Set task = Please write out all of the data below word for word, keeping every line.

Exercise materials =

----

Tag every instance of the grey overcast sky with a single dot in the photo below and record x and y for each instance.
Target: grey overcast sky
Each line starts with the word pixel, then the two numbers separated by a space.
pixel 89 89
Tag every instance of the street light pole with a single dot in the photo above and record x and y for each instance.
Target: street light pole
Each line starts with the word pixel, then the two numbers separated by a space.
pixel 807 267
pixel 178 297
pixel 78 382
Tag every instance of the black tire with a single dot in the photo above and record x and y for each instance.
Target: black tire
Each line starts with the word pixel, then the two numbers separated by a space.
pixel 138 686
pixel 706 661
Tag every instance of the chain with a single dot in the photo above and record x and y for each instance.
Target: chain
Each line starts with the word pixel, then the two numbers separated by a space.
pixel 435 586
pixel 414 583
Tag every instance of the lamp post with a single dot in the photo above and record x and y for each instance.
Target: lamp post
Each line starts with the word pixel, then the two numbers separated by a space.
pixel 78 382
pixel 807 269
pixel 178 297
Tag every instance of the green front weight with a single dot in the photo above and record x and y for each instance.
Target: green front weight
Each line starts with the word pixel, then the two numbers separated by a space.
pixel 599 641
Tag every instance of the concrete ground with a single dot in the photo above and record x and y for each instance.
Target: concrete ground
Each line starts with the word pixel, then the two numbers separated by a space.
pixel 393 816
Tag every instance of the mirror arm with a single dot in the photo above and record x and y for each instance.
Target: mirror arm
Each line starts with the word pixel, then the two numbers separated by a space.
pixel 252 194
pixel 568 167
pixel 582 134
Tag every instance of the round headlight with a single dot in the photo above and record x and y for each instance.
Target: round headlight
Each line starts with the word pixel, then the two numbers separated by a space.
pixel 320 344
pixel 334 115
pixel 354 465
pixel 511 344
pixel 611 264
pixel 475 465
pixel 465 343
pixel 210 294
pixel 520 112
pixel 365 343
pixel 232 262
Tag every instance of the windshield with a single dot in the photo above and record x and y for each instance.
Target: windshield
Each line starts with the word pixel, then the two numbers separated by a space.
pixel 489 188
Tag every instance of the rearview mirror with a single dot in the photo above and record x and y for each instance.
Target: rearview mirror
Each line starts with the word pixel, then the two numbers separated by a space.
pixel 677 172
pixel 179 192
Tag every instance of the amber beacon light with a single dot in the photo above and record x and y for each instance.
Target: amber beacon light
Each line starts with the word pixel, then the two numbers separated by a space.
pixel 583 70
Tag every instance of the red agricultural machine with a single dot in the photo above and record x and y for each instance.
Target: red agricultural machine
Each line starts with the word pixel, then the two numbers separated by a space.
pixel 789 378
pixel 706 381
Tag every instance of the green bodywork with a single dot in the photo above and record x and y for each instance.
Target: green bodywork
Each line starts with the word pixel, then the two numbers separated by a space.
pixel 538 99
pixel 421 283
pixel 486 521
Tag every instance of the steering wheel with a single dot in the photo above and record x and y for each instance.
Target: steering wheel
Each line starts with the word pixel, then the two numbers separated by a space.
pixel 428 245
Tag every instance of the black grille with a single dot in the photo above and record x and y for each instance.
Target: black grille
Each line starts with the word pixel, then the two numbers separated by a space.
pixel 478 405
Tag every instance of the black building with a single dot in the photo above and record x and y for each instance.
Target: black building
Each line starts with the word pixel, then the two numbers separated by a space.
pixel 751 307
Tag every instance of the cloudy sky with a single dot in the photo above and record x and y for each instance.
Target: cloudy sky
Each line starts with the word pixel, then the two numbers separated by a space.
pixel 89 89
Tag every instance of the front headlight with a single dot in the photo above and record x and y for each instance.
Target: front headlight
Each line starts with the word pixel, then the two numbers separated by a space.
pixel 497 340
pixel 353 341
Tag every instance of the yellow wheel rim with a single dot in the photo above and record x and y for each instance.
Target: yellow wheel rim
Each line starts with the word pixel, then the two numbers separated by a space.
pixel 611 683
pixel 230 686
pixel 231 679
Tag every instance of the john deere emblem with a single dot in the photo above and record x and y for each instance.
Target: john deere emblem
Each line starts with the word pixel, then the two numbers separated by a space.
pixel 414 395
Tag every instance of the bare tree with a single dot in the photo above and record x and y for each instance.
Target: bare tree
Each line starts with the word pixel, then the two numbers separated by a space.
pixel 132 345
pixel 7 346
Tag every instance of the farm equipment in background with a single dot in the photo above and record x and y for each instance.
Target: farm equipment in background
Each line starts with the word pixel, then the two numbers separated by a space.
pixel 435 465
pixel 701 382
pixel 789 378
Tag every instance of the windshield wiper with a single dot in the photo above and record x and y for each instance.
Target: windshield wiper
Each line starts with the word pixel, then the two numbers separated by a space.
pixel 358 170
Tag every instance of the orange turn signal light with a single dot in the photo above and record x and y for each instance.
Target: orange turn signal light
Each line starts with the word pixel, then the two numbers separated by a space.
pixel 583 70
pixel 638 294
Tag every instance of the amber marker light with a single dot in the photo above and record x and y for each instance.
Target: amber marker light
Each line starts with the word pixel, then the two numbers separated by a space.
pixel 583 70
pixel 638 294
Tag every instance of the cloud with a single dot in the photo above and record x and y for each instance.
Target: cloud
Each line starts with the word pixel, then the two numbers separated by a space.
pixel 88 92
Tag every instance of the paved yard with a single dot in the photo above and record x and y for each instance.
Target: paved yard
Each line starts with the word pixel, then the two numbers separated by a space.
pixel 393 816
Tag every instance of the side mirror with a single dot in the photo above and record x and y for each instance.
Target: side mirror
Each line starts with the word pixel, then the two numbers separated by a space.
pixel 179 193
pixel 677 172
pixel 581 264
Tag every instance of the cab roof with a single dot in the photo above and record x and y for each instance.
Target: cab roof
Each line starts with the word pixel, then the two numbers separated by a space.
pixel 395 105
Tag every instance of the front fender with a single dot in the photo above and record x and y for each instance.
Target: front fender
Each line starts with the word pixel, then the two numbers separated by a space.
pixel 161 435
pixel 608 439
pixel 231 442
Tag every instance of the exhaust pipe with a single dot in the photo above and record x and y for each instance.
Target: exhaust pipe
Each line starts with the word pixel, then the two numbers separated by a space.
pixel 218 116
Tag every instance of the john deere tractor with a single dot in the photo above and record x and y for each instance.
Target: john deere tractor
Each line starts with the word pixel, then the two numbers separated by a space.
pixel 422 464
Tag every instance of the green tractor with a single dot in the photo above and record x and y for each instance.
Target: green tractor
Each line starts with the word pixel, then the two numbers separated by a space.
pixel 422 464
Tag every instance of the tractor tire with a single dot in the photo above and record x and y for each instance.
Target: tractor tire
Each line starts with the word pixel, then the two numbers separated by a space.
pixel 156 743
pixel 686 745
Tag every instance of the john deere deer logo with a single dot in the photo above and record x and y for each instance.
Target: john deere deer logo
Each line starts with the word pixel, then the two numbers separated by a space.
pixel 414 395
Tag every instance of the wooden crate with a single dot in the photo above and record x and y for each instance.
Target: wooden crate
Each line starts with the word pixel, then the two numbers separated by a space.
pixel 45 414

----

Task answer =
Tag every instance of the grey overcast sky with a single dot in the photo below and record x and y for each instance.
Target: grey overcast sky
Each line starts with the word pixel, then the two numbers separated by a space.
pixel 89 89
Tag every instance of the street light pole with a single dot in the photo above and record x and y for each instance.
Target: street light pole
Each line starts with the word pixel, then the two numbers separated by a space.
pixel 807 267
pixel 178 297
pixel 78 382
Tag every instance of the black tire with a single dot in the photo above and record x and y for each instance.
Target: black tire
Each line starts with the word pixel, then the two numbers separated by a space.
pixel 138 686
pixel 706 661
Tag every instance of the chain with a single dot in the photo above and record x and y for each instance.
Target: chain
Each line starts with the word pixel, then the two numbers separated by a space.
pixel 435 586
pixel 414 583
Tag every instance of the lamp post with a single dot in the photo above and record x and y for each instance.
Target: lamp post
Each line starts with the word pixel, then the two numbers separated by a space.
pixel 78 382
pixel 807 269
pixel 178 297
Tag every instance of the green front weight with a single dot in the photo above and record x and y for each instance.
Target: green front weight
Each line starts with the word pixel, then the two numbers separated by a space.
pixel 599 641
Tag every instance of the concrete ground with a single dot in the photo above and record x and y for each instance.
Target: concrete ground
Each line starts with the word pixel, then the two numbers separated by a space.
pixel 393 816
Tag every instance of the mirror arm with a single dot in the photo above and record x and y for each instance.
Target: mirror arm
Each line starts with the word pixel, then the two numbers separated by a space.
pixel 252 194
pixel 568 167
pixel 582 134
Tag every instance of the round headlight with a single dot in the photo above and record x and y for each instance.
Target: round headlight
Each line starts with the word pixel, then the two numbers separated by a space.
pixel 320 344
pixel 334 115
pixel 354 465
pixel 511 344
pixel 611 264
pixel 475 465
pixel 465 343
pixel 210 294
pixel 520 112
pixel 365 343
pixel 232 262
Tag every instance of the windshield with a single dot in the photo above and record x and y for each instance.
Target: windshield
Each line starts with the word pixel, then the two numbers separated by a space.
pixel 489 188
Tag every instance of the rearview mirror with a single dot in the photo above and record x and y for each instance.
Target: rearview mirror
Each line starts with the word pixel, then the two numbers separated by a space.
pixel 677 172
pixel 179 192
Tag every instance of the amber beacon light with a single dot in the photo above and record x and y for each instance.
Target: amber beacon light
Each line starts with the word pixel, then the two numbers separated by a space.
pixel 583 70
Tag every instance of the red agricultural machine with a single dot in the photo above and record x and y for each instance.
Target: red agricultural machine
Each line starts with the word pixel, then the two numbers separated by a space.
pixel 789 378
pixel 706 381
Tag every instance of the green bodywork with a single dot in the photo above and record x and y for each instance.
Target: green bodywork
Each line starts with the word pixel, then the two numbers separated by a space.
pixel 538 99
pixel 421 283
pixel 486 521
Tag every instance of the steering wheel with a single dot in the photo above and record x and y for each instance.
Target: steering wheel
Each line starts with the word pixel, then the two numbers separated by a space.
pixel 428 245
Tag every instance of the black grille with a single dot in the photo above and record x and y for each instance.
Target: black grille
Each line starts with the word pixel, then the two numbers separated by a space.
pixel 478 405
Tag every instance of the black building with a single dot in the photo above and record x and y for each instance.
Target: black building
Each line starts with the word pixel, then the two numbers separated by a space.
pixel 751 307
Tag every instance of the cloudy sky with a single dot in the photo above and record x and y for each instance.
Target: cloudy sky
Each line starts with the word pixel, then the two numbers separated by a space.
pixel 89 89
Tag every instance of the front headlight with a single dot in the photo above and record x and y for each instance.
Target: front headlight
Each line starts with the word pixel, then the two numbers separated by a space.
pixel 497 340
pixel 353 341
Tag every instance of the yellow wheel rim with a single dot in the photo above and record x and y for each instance.
Target: yellow wheel rim
Each line starts with the word pixel, then the two numbers separated by a space.
pixel 611 683
pixel 230 686
pixel 231 679
Tag every instance of the john deere emblem with a single dot in the photo above and record x and y for each instance.
Target: john deere emblem
Each line starts with the word pixel, then the two numbers separated by a space.
pixel 414 395
Tag every instance of the bare tree with a single dot in the photo above and record x and y for each instance.
Target: bare tree
Each line starts with the word pixel, then the two numbers separated by a space.
pixel 132 345
pixel 7 346
Tag every instance of the farm equipment in background with a single dot in the photo above and record x and y for each instance.
Target: farm equipment in background
Each line starts with the word pixel, then the two numbers separated by a space.
pixel 435 465
pixel 701 382
pixel 789 378
Tag every instance of the windshield wiper with a single dot in the photo above and record x and y for each instance.
Target: windshield wiper
Each line starts with the word pixel, then the two numbers separated by a space.
pixel 358 170
Tag every instance of the orange turn signal light with a single dot in the photo above and record x and y for each instance.
Target: orange turn signal light
Each line starts with the word pixel, then the two numbers separated by a space.
pixel 583 70
pixel 638 294
Tag every instance of the amber marker light with a single dot in the photo above and record x and y for each instance.
Target: amber marker light
Each line starts with the word pixel, then the two numbers separated by a space.
pixel 583 70
pixel 638 294
Tag every instance of the cloud with a single dot in the photo above and record x and y for each instance.
Target: cloud
Each line starts with the word pixel, then the two numbers separated by a space.
pixel 88 92
Tag every instance of the paved yard with a single dot in the photo above and record x and y for each instance.
Target: paved yard
Each line starts with the word pixel, then the two numbers separated by a space.
pixel 393 816
Tag every instance of the side mirror with a single dot in the photo above and record x and y for each instance.
Target: side mirror
Each line starts with the word pixel, then the two numbers separated by a space.
pixel 179 193
pixel 677 172
pixel 581 264
Tag every instance of the cab roof with a single dot in the photo above and record x and y for each instance.
Target: cab roof
Each line starts with the word pixel, then the two numbers separated by a space.
pixel 395 105
Tag every instance of the front fender with a single dot in the photo above and record x and y for each instance.
Target: front fender
Each line starts with the word pixel, then the two numbers separated by a space.
pixel 161 435
pixel 608 439
pixel 231 442
Tag every instance of the exhaust pipe with a single dot in the photo above and record x and y for each instance.
Target: exhaust pipe
Each line starts with the word pixel, then the two numbers separated by a space.
pixel 218 116
Tag every instance of the john deere tractor with a single dot in the photo above and record x and y for each instance.
Target: john deere tractor
Each line starts with the word pixel, then the two numbers separated by a space.
pixel 422 464
Tag every instance of the green tractor with a single dot in the photo above and record x and y for each instance.
Target: green tractor
Each line starts with the word pixel, then the two numbers separated by a space.
pixel 422 464
Tag every instance of the tractor tire with a single dot in the photo above and record x and y for each instance.
Target: tractor tire
Each line starts with the word pixel, then the two numbers separated by a space.
pixel 156 743
pixel 686 745
Tag every instance of the john deere deer logo with a single dot in the photo above and record x and y for each instance.
Target: john deere deer logo
Each line starts with the word pixel, then the two numbers separated by a space.
pixel 414 395
Tag every instance of the wooden crate with a single dot in the photo above and record x and y for each instance.
Target: wooden crate
Each line starts with the word pixel, then the two numbers separated by a space.
pixel 45 414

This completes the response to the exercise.